§ **BRIEF**: Your copy should match the records exactly, except that it contains no pictures.
-- EXTRACTED DATA follows --
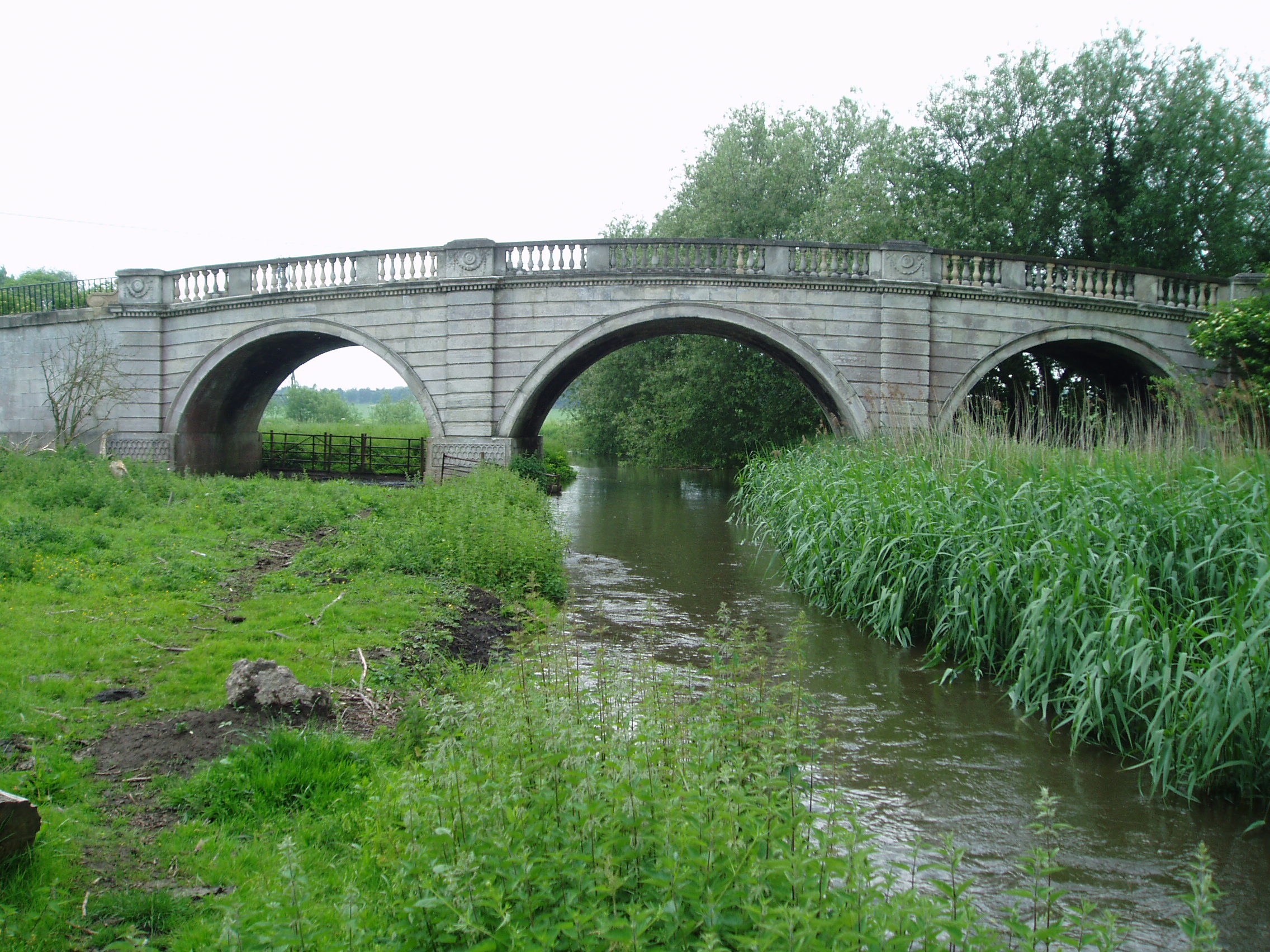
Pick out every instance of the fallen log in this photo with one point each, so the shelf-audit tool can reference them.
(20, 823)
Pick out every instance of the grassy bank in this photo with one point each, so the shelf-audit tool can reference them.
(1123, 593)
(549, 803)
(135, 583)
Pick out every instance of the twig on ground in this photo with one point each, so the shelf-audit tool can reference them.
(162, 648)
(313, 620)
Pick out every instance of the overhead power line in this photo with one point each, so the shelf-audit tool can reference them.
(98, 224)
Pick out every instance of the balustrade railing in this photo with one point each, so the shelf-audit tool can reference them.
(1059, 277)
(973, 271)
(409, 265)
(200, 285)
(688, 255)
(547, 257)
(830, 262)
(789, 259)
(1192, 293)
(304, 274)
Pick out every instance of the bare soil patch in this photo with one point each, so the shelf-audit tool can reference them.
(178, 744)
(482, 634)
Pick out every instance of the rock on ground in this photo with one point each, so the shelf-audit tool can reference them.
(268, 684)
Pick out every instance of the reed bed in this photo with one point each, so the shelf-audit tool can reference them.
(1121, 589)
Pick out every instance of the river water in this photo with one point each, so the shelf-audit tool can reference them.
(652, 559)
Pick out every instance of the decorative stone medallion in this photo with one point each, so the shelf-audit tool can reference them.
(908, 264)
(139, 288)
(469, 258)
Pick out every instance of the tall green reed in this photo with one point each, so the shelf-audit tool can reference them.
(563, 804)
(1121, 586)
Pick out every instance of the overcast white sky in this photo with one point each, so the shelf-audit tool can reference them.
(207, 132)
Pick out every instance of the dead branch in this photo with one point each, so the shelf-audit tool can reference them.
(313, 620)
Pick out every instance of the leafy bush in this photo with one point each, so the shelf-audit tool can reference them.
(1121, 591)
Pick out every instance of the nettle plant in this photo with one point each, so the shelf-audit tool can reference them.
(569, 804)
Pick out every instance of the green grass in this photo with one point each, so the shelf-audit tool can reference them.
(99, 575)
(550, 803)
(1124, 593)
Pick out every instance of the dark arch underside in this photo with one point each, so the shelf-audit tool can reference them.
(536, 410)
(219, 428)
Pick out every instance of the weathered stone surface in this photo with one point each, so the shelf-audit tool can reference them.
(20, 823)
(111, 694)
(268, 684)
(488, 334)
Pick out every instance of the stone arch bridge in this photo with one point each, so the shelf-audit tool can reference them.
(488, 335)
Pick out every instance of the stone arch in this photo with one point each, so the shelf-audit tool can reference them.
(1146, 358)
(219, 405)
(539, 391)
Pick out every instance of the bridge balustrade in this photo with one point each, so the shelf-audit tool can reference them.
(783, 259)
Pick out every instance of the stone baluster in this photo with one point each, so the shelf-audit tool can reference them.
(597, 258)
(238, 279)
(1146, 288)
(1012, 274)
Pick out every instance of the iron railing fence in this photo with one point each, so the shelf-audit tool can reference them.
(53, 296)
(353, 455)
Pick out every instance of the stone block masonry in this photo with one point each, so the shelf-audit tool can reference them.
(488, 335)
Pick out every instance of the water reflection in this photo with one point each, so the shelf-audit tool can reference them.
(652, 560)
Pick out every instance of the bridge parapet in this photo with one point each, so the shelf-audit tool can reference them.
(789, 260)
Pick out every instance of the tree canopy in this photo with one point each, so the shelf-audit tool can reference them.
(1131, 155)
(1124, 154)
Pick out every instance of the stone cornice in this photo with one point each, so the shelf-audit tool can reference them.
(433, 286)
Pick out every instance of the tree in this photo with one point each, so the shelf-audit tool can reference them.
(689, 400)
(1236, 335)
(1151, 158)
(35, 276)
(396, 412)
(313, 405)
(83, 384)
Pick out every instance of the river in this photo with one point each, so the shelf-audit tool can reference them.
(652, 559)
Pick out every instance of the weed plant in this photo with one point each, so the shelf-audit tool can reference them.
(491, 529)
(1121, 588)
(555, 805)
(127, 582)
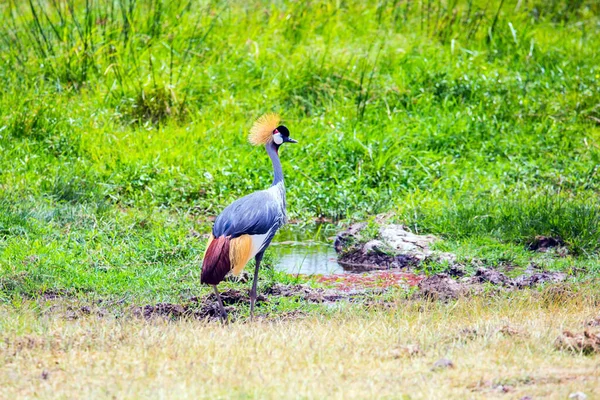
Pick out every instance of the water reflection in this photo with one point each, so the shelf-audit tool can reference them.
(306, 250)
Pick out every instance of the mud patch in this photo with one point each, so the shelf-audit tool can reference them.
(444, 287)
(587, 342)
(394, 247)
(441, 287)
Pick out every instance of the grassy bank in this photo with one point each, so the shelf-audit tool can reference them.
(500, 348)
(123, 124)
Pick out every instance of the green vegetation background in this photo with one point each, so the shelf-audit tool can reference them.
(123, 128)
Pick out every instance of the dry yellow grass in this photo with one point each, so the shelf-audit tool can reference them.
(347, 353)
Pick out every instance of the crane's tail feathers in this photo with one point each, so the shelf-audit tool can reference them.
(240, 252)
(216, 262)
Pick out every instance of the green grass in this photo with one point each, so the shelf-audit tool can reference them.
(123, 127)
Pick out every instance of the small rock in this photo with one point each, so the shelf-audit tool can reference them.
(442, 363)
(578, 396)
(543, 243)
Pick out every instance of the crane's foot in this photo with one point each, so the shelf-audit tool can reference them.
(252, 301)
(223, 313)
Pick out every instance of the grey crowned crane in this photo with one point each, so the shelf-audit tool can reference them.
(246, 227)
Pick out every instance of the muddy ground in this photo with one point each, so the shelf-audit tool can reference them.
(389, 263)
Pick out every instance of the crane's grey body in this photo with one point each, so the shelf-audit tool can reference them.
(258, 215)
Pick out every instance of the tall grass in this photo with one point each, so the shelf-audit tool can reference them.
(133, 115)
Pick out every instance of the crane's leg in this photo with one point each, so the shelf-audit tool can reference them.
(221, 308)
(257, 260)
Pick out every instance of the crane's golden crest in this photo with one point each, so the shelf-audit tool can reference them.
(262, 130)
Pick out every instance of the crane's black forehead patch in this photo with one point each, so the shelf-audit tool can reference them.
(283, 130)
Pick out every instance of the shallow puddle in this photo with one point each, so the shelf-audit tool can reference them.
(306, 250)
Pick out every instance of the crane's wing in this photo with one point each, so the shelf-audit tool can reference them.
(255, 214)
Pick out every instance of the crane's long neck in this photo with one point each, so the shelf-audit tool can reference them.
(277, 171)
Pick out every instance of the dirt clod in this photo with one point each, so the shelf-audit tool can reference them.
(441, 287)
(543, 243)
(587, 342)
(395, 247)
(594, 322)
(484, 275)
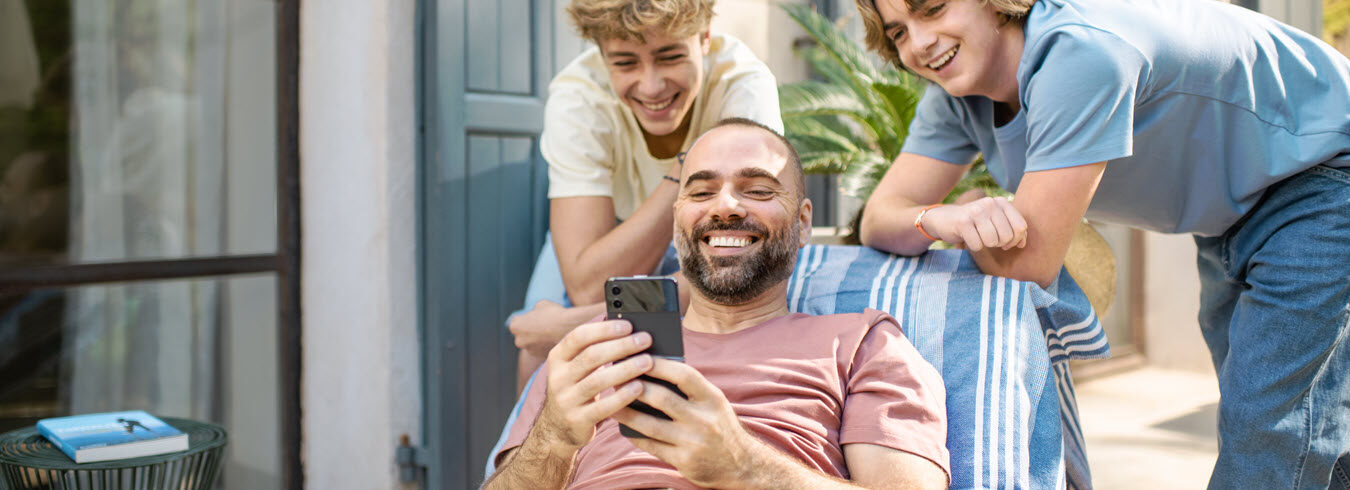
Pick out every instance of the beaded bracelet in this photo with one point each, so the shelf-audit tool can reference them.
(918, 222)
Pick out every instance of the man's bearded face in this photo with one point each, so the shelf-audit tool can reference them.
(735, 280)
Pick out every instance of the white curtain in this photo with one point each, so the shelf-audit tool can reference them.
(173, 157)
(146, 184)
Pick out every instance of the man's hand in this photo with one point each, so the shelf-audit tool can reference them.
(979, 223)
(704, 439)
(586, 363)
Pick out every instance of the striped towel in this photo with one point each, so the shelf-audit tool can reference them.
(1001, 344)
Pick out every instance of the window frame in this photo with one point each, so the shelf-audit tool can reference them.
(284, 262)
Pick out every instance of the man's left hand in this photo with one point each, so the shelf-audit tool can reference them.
-- EXTRACTED DATA concluded --
§ **SOLUTION FOR THIS PROBLEM**:
Pick out every instance of the fallen log in this photo with one point each, so the shelf-audit tool can reference them.
(20, 823)
Pick out every instance of the grassy bank in this photo with one point each, so the shelf-audit tool can reference them.
(1123, 593)
(549, 803)
(135, 583)
Pick out every instance of the twig on ground in this photo with one point each, so the shelf-audit tool can reference them.
(162, 648)
(313, 620)
Pick out every instance of the overhead power line in this photo with one point each, so the shelf-audit tool can reference them.
(98, 224)
Pick out every instance of the balustrade railing in this photo with one point each, so the shelf-audit tool can reference them.
(1059, 277)
(973, 271)
(409, 265)
(200, 285)
(688, 255)
(547, 257)
(830, 262)
(789, 259)
(1192, 293)
(304, 274)
Pick out every instance of the bare soil patch in this photo with one point each, so the shelf-audit tool can reference them.
(178, 744)
(482, 634)
Pick out every instance of the rock on ground in this photo with one point each, so the shelf-audit tool can reference them.
(268, 684)
Pick out every instance of the reed bed in this photo with one point each, so the shelf-audit tool can reference them.
(1121, 589)
Pick out every instance of the river water in this photo with one point each, so the shelf-audit tool can reference them.
(652, 559)
Pick out every instance of the decorative stone medallion in this photo with one point each, so the shelf-audit tool can reference them.
(908, 264)
(139, 288)
(469, 258)
Pick out every instance of the tall green reed in this photo with one point each, so the shelf-audit tool can reference them.
(563, 804)
(1121, 586)
Pick out every instance of the overcast white sky in this photo with one point each, so the shelf-audit tool can reference them.
(207, 132)
Pick out every instance of the dead branch in this photo with one point each, so the shelf-audit tool can reference them.
(313, 620)
Pick out every instance of the leafy bush in this photo with one point each, so the shelf-audit tool can reference them.
(1121, 591)
Pick out every instance of the nettle plant in this photo with one point each, so the shelf-audit tool can reference them.
(569, 804)
Pick out every instance of the green grass in this photo with one point each, so the shelf-audit tool can reference them.
(99, 575)
(550, 803)
(1124, 593)
Pick out every instance of the dark arch underside in this photo with one point each, so the shelf-audit tool can reference them.
(536, 410)
(219, 428)
Pick out every instance of the weathered stone surface in this photo with one point each, so the shelf-audit tool can reference them.
(20, 823)
(111, 694)
(268, 684)
(488, 334)
Pick out every instance of the stone arch bridge in this photo with one point each, so the shelf-audit tool can reference them.
(488, 335)
Pick out every instance of the stone arch in this photo with one point each, so the shelf-audit tool can reference them.
(1146, 358)
(219, 405)
(539, 391)
Pick out every instance of the bridge balustrade in this photo with one point each, so the shelf-audit tool can reference them.
(783, 259)
Pick out every instance of the stone baluster in this photo with one point each, so the shelf-audit tool can reference them.
(597, 258)
(238, 279)
(1146, 288)
(1012, 274)
Pick out every instance of the iron railing fence in this photo with one point each, so the shelf-audit tool can reference them.
(53, 296)
(353, 455)
Pick out every instance of the stone block masonry in this photo with one point each, so the shelf-audit tool can reference them.
(488, 335)
Pick out every instance of the water reflection in this photo with one point each, so the shelf-audit tool can reference them.
(652, 560)
Pick out every instance of the bridge parapet in this photo with one point each, so the shelf-audit tool can reference them.
(789, 260)
Pick out every instance of the tree canopy in this photo with one point each, so the shelf-audit tool can reference them.
(1131, 155)
(1124, 154)
Pick out every instance of the stone cornice in this photo with one point each, so the shelf-audit tool can reference them.
(433, 286)
Pick out every instance of the tree in this photo with one point each, so the shelf-audit tool can reference them.
(689, 400)
(1236, 335)
(1151, 158)
(35, 276)
(396, 412)
(313, 405)
(83, 384)
Pick out every instance of the river in this photo with one point each, so the shelf-audit tool can reference them.
(652, 559)
Pick out every instance of the weed plant in this photo with one point each, so the shelf-audit tool can reference them.
(491, 529)
(1121, 588)
(555, 805)
(127, 582)
Pick out every instance of the water reflection in this photo with one point each, so the shelf-audit tool can reference them.
(306, 250)
Pick out every instance of the mud patch in this photo with one point each, so the shelf-audit tool can reference them.
(444, 287)
(587, 342)
(394, 247)
(441, 287)
Pick out every instance of the grassy bank in this photo with one point each, so the shelf-audit tool can reference them.
(500, 348)
(123, 124)
Pick out every instance of the green vegetation background in this photo with one point each, so the shelf-audit tool can reference them.
(123, 128)
Pick out every instance of the dry yellow grass in this photo with one point each, so the shelf-audit tool can reference them.
(347, 353)
Pick out every instance of the crane's tail feathers in this photo with one point each, so the shelf-audit tool can reference them.
(240, 252)
(216, 262)
Pick out every instance of the green grass in this photo with one point each, so the shelf-audit tool can reference them.
(123, 127)
Pick out every instance of the small rock in this photo with one point each, so the shelf-audit tool can reference them.
(442, 363)
(578, 396)
(543, 243)
Pick out every instance of the crane's foot in this photo with one point each, so the shelf-audit tool can reference them.
(252, 301)
(223, 313)
Pick out every instance of the grey crowned crane in this photo with one point each, so the shelf-audit tool can reference them.
(246, 227)
Pick out every instance of the muddy ground in this photo with one point each, so the shelf-audit tool can reference them.
(389, 263)
Pick out every instance of the crane's grey body in this photo with one point each, so the shelf-audit tool can reference them.
(258, 215)
Pick out every instance of the tall grass in this photo with one point each, so the shelf-audit tool can reference them.
(133, 115)
Pick out every instance of the crane's leg in this photo with one point each, so the shelf-audit tool can reference them.
(221, 308)
(257, 260)
Pick out every instance of the crane's golden crest in this photo with one point each, so the shelf-audit tool can reference them.
(262, 130)
Pick out every instance of the crane's black forehead patch in this photo with one point each, so the shelf-audit tool can reference them.
(283, 130)
Pick out every instance of the shallow puddle in this photo with one point each, so the shelf-audit tool can reference them.
(306, 250)
Pick out every instance of the crane's wing in this photo with one point each, so the shelf-audit tool can reference them.
(255, 214)
Pick out every instance of the crane's long neck in this photo with one point each, so the shelf-audit tool can reference them.
(277, 171)
Pick out every instance of the dirt clod in this photo with one point each, so the shelf-audit tool can reference them.
(441, 287)
(543, 243)
(587, 342)
(395, 247)
(594, 322)
(484, 275)
Pick out every instance of the beaded bracelet in this photo with one point each, so the shelf-audit tool can reference them.
(918, 222)
Pick out every instance of the man's bearded face in this photo with one point each, so the shelf-audit tool can reference them.
(735, 280)
Pick out every instance of the white curtain in this photo with one point each, so the shelf-audit tool can reference them.
(173, 157)
(146, 184)
Pick out every instance of the man's hand in this photo with one point each, so the shelf-audit tool can reference them.
(979, 223)
(704, 439)
(586, 363)
Pick out every instance of the striped towel in this photo with one point each, so the shelf-audit tool can reference them.
(1001, 344)
Pick out every instance of the window frame in this photo with one point each, so the shelf-audit tool can reference them.
(284, 262)
Pick out every instance of the man's left hand in this photo with one point each, so the shelf-audit tool can reference them.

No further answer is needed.